--- EXTRACTO DEL DOCUMENTO ---

Pintura de Marx Ernst
Cada vez que explico temas relacionados con la teoría de la argumentación y la resolución de conflictos me gusta recordar una prescripción de Kant: «Nunca discutas con un idiota, la gente podría no notar la diferencia». Yo parafraseé esta sabia advertencia hace unos años: «Ni se te ocurra discutir con un idiota, a los pocos minutos te habrá convertido en su alma gemela». Kant explicaba por qué esta discusión era una inútil batalla perdida: «El tonto te bajará a su nivel y allí te ganará por experiencia». Recuerdo que en el primer párrafo de El discurso del método Descartes mostraba su asombro ante la cantidad de gente que se autodefine como inteligente. Su argumento era irrefutable. La inteligencia es la cosa mejor repartida del mundo puesto que todos aseguramos haber sido provistos de ella en cantidades más que suficientes. De ahí que Descartes diferenciara unas líneas más adelante entre la inteligencia y el uso que se haga de ella, que puede ser muy acertado o un absoluto fiasco, añado yo. Esta distinción es la bóveda de clave de La inteligencia fracasada de Marina, uno de sus mejores ensayos por su capacidad de síntesis. La anterior certeza cartesiana vincula directamente con la primera de las leyes fundamentales de la estupidez humana de Cipolla. En ella su autor constata que «siempre e inevitablemente todos subestiman el número de individuos estúpidos en circulación». Como todos nos autoproclamamos inteligentes, tendemos a otorgar la misma consideración al que interactúa con nosotros, aunque no lo conozcamos de nada. ¿Y qué podemos hacer para descubrir la presencia de un estólido y así evitar entrar en una desafortunada discusión con él? La estupidez sólo se puede detectar anclando nuestra atención en los hechos (el estólido, siguiendo las recomendaciones de Cipolla, es aquel que realiza actos en los que causa pérdidas para los demás y no obtiene ningún beneficio  a cambio, e incluso también él puede incurrir en pérdidas) y en las palabras encapsuladas en argumentos. Puesto que este artículo ha comenzado advirtiendo de los peligros de discutir con un idiota, me interesa mucho esta segunda dimensión.

Registros de regiones etiquetadas:
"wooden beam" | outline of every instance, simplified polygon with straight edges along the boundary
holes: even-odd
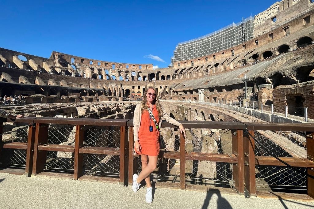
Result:
[[[34,157],[34,144],[35,144],[35,136],[36,132],[35,123],[30,123],[28,128],[28,136],[27,138],[27,148],[26,149],[26,164],[25,166],[24,175],[30,177],[33,170],[33,160]]]
[[[306,157],[309,160],[314,162],[314,132],[306,132]],[[314,176],[314,169],[313,168],[307,168],[307,174]],[[307,177],[307,195],[314,198],[314,178]]]
[[[306,158],[286,157],[279,157],[278,158],[291,166],[314,167],[314,162]],[[287,166],[285,164],[271,156],[255,156],[255,161],[256,165]]]
[[[254,137],[254,131],[249,130],[248,131],[251,135]],[[243,142],[244,153],[245,195],[247,197],[256,196],[254,139],[250,135],[245,133],[243,135]]]
[[[180,132],[180,188],[185,190],[185,138]]]
[[[38,146],[38,150],[56,152],[74,152],[74,148],[71,145],[48,144]]]
[[[84,144],[84,126],[77,125],[75,127],[75,144],[74,148],[74,172],[75,180],[83,175],[83,155],[79,153],[80,148]]]
[[[238,162],[238,159],[234,154],[229,155],[226,154],[192,152],[187,153],[186,156],[186,159],[187,160],[212,161],[230,163],[236,163]]]
[[[233,130],[232,153],[237,158],[236,163],[232,164],[232,175],[235,187],[239,195],[244,193],[244,155],[243,149],[243,130]]]
[[[83,147],[79,148],[79,153],[95,154],[120,154],[120,148],[100,147]]]
[[[32,174],[35,175],[45,169],[47,159],[47,151],[40,150],[38,146],[48,142],[48,124],[36,123],[34,144]]]

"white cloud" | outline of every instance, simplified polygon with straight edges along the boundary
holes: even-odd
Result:
[[[159,62],[165,62],[161,58],[158,56],[155,56],[153,55],[145,55],[144,56],[145,58],[149,58],[150,59],[152,59],[152,60],[156,60]]]

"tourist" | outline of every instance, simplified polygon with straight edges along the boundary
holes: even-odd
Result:
[[[15,119],[16,118],[24,118],[24,116],[23,115],[16,115],[11,114],[6,112],[4,110],[0,109],[0,118]]]
[[[138,154],[141,155],[142,170],[139,175],[136,174],[133,175],[132,188],[134,192],[137,191],[141,182],[144,179],[147,187],[146,201],[150,203],[153,200],[153,188],[150,184],[150,175],[157,167],[161,118],[167,122],[179,126],[180,132],[185,137],[185,131],[182,124],[165,112],[156,97],[157,91],[155,88],[149,87],[145,90],[143,95],[142,101],[135,107],[133,121],[134,149]],[[152,118],[148,111],[148,108],[152,112]]]

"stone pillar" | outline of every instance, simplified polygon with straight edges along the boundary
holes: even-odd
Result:
[[[198,89],[198,102],[204,102],[204,89]]]

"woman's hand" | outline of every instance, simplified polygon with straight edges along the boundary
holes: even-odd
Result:
[[[140,150],[142,150],[142,146],[139,144],[139,142],[138,142],[138,141],[136,141],[134,142],[134,149],[135,151],[137,151],[138,152],[139,152]]]
[[[183,127],[183,125],[182,124],[180,124],[180,125],[179,126],[179,128],[180,129],[180,132],[182,133],[183,135],[184,136],[184,138],[185,138],[185,129],[184,129],[184,127]]]

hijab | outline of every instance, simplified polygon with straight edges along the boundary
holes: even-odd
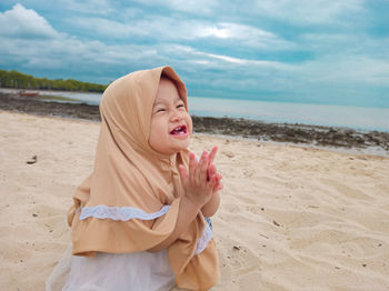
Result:
[[[68,213],[74,255],[147,251],[174,230],[183,195],[178,165],[188,167],[188,151],[167,157],[148,142],[161,77],[173,81],[188,111],[186,87],[170,67],[129,73],[102,96],[94,168],[76,190]],[[199,212],[168,247],[179,288],[207,290],[218,280],[207,228]]]

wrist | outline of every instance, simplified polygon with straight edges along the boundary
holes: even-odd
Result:
[[[181,204],[184,207],[184,209],[187,211],[196,212],[196,213],[198,213],[201,210],[201,208],[203,207],[202,203],[199,203],[198,201],[194,201],[187,195],[183,195],[181,198]]]

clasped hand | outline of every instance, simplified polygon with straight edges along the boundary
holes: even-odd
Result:
[[[218,147],[211,152],[205,151],[198,161],[193,152],[189,153],[189,171],[180,164],[180,174],[186,190],[186,197],[197,207],[203,207],[212,194],[222,189],[221,174],[217,173],[213,164]]]

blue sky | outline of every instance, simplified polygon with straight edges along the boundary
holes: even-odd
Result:
[[[0,3],[0,69],[108,83],[172,66],[189,96],[389,108],[389,0]]]

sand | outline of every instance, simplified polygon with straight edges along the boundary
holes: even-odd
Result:
[[[0,290],[44,289],[98,132],[0,111]],[[389,290],[389,158],[201,134],[191,148],[213,144],[225,189],[212,290]]]

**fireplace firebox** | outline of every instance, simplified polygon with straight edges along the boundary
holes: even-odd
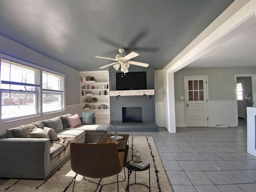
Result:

--- TAREA ---
Enumera los autores cuyas frases, obras o ideas se mencionan en el párrafo del fragmento sobre discutir con un idiota.

--- RESPUESTA ---
- Kant
- Descartes
- Marina
- Cipolla